Brief – Copy the data that follows exactly, and include none of its images.

Entries shown –
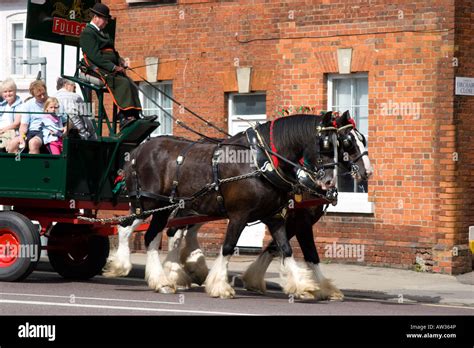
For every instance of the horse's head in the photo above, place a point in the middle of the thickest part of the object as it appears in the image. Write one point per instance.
(353, 152)
(322, 157)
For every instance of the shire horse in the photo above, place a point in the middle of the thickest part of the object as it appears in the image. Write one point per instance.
(152, 179)
(353, 156)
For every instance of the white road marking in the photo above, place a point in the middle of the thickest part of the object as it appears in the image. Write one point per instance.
(100, 277)
(407, 302)
(76, 305)
(89, 298)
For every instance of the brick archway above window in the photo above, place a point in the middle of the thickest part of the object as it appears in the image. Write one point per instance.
(166, 69)
(261, 80)
(362, 60)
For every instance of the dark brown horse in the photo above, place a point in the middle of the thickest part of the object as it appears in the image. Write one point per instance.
(299, 223)
(354, 157)
(152, 179)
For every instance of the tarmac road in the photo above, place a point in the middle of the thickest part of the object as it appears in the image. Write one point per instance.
(46, 293)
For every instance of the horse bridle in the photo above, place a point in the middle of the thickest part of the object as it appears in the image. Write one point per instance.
(354, 167)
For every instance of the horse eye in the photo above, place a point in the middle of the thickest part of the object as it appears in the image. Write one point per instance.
(347, 143)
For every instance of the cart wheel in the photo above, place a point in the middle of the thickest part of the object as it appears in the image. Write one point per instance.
(76, 252)
(20, 246)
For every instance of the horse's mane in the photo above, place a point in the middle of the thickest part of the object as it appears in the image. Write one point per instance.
(290, 131)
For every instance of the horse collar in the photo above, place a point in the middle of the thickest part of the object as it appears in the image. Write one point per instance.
(272, 145)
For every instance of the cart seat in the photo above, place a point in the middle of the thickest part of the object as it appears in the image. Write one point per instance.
(91, 79)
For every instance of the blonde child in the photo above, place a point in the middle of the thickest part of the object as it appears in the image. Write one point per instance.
(52, 127)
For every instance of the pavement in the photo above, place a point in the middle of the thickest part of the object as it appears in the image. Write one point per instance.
(357, 281)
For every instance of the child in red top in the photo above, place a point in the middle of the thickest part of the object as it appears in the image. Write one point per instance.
(52, 127)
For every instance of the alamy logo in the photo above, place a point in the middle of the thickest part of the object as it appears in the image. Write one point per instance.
(345, 251)
(229, 155)
(23, 251)
(37, 331)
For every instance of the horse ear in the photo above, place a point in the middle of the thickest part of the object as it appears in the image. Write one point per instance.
(327, 119)
(346, 116)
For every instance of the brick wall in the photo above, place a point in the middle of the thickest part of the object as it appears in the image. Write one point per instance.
(421, 196)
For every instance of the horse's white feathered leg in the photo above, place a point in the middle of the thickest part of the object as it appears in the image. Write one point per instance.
(216, 283)
(172, 266)
(154, 273)
(328, 290)
(118, 264)
(297, 281)
(193, 258)
(254, 276)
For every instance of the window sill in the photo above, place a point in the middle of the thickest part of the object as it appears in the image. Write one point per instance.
(352, 203)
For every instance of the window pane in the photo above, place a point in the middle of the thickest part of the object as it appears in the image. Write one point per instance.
(360, 114)
(17, 49)
(251, 104)
(342, 94)
(352, 94)
(17, 31)
(149, 107)
(361, 92)
(33, 52)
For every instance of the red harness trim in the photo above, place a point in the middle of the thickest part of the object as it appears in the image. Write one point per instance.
(351, 121)
(272, 145)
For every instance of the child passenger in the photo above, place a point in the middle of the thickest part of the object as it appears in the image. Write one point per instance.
(52, 127)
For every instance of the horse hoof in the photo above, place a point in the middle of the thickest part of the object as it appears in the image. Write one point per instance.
(115, 270)
(227, 295)
(167, 290)
(224, 291)
(336, 296)
(306, 296)
(256, 290)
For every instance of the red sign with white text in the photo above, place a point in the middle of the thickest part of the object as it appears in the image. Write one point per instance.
(63, 26)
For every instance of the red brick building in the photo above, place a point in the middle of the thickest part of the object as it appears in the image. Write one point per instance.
(392, 63)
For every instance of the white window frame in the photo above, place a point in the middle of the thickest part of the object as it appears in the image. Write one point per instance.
(349, 202)
(19, 18)
(250, 118)
(252, 236)
(159, 130)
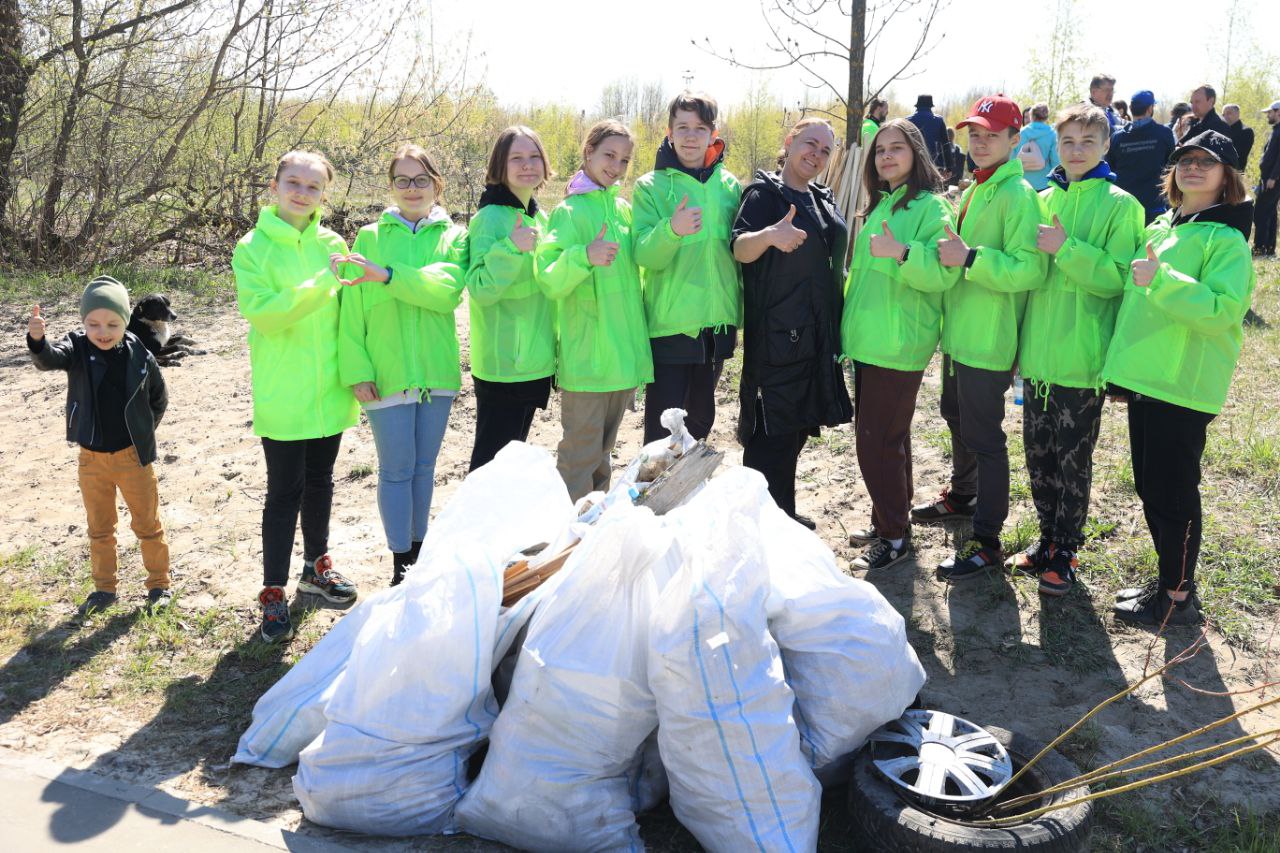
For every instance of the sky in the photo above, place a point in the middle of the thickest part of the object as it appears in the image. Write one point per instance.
(568, 50)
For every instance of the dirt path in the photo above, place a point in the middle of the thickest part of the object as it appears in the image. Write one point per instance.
(995, 653)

Solution below –
For every instance of the horse's head in the photo above, place a point in the middle of the thickest part of the object as it appears in the image. Write one point per instance.
(353, 152)
(322, 157)
For every instance of the shire horse in the photo above, place a point in the middle of the thickest part of the object as it appears in the image. Write one point per instance.
(152, 179)
(353, 156)
For every instance of the white road marking in the photo above, place a point in the middle of the thickest part of the object as it appears in the image. Write one point per instance.
(100, 277)
(407, 302)
(76, 305)
(89, 298)
For every instance of the brick archway above window in the photo above, place a point in the middle of the thickest part of the object as it appears in the image. Write one point per instance.
(166, 69)
(261, 80)
(362, 60)
For every instance of the dark brown horse in the photo above, place a point in the middle of the thickest part of the object as it appears in the image. Write one point per instance.
(299, 223)
(354, 157)
(152, 179)
For every instance of the tarmac road in the photo above, place a point in the middle of the thickest part of the object as it appears in the image. Write one point per instance.
(46, 293)
For every instance of the horse bridle in the photo above, place a point in the middle of the thickest part of the object as it appears in the image. Write one point per instance.
(354, 167)
For every instance of the horse eye in the photo above, place a point in the middle of the thickest part of the object as it appears in the image. Write one point per instance.
(347, 143)
For every instance of the cart wheel in the photo above, place a point in the middle of the thickest part of the object as it appears in the image. Write one point per instance.
(76, 252)
(20, 246)
For every instance of the horse's mane in the photo above, place a point in the middle of the thickest part of the object as it appears in the image. Write one point per instance.
(290, 131)
For every instance of the horse collar in the photo above, place a point in the middle of the thickest part of the object as it appears in the image. Write one point per instance.
(272, 145)
For every instance of the cart seat in the photo above, place a point in the middle of the thickest part of the object as it appears in the image. Write one point per instance.
(91, 79)
For every instance of the blonde child in the photo above, place a point in the middle of the thickest part of the object as it appears in the image. Write one point per instance.
(52, 127)
For every instance of the pavement in the photo above, place a point in the middle of the thickest part of the object as it appears in the image. Write one point per instance.
(357, 281)
For every instance of the child in red top in the photo above, place a point in the middle of the thickest part of the object as it appears in the image. Write one point per instance.
(52, 127)
For every instance of the alamy logo in the photo above, place a point in the middle of the thickest part of the object as it appears in the image. Write one point per instance.
(345, 251)
(229, 155)
(23, 251)
(37, 331)
For every instance of the horse ear in the photo above, place a point in the middle of the thickest part of the object as it appears in the image. Write one point per instance.
(327, 119)
(346, 116)
For every instance of the brick wall in the photo above, place a point in the middle of the thickest part of the object as it appears in the image. Write one point per instance.
(421, 196)
For every instance of the horse's white feathered leg in the photo above, place a point in the middle of the thickest part of the object as it appears in the image. Write one point per instance.
(216, 283)
(172, 266)
(154, 273)
(328, 290)
(118, 264)
(297, 281)
(193, 258)
(254, 276)
For every instance of the window sill in the photo above, place a point in the middle of the thickest part of the object as it appears in the image. Write one point per instance.
(352, 203)
For every instance of the window pane in the photo above, place a point in the middle of the thickest part of the object as it appears in the image. Write one point per instance.
(360, 114)
(17, 49)
(251, 104)
(342, 94)
(352, 94)
(17, 31)
(149, 107)
(361, 92)
(33, 52)
For every instance of the red harness trim in the photo above, place a point in the middle of the thickest part of the object as it appears in the image. Write one point per instance.
(351, 121)
(272, 145)
For every instance of the child passenger in the photo above, place a point in the middle of the thickest part of the object as it appears in the image. Write one point per instance.
(52, 127)
For every instance of the horse hoof in the photo above, place a point in the middle of the thickest part of the object as it appears in the image. Write one point per instance.
(115, 270)
(227, 295)
(167, 290)
(224, 291)
(336, 296)
(306, 296)
(256, 290)
For every instance of the red sign with white text in the photo above, place a point in the middle of the thickest part of the object as it appears in the image. Write one point per instance.
(63, 26)
For every instance of the red brick building in the photo above, place a point in the middle of the thickest part of the object as it appears in the image. Write one point per instance.
(392, 63)
For every instance of the white window frame in the photo above, place a point in the middle of the thickest part of the object as it appears in the image. Write one point per instance.
(349, 202)
(19, 18)
(250, 118)
(252, 236)
(159, 130)
For every instance of the sky in the photo above, place a point in the middle of the thickest part of the object as it appears in the image. Write one point per instance.
(568, 50)
For every instance of the dirt path in the photo above, place a point in the middle of the thickest part of the object as it appears in the image. Write one point per instance.
(995, 653)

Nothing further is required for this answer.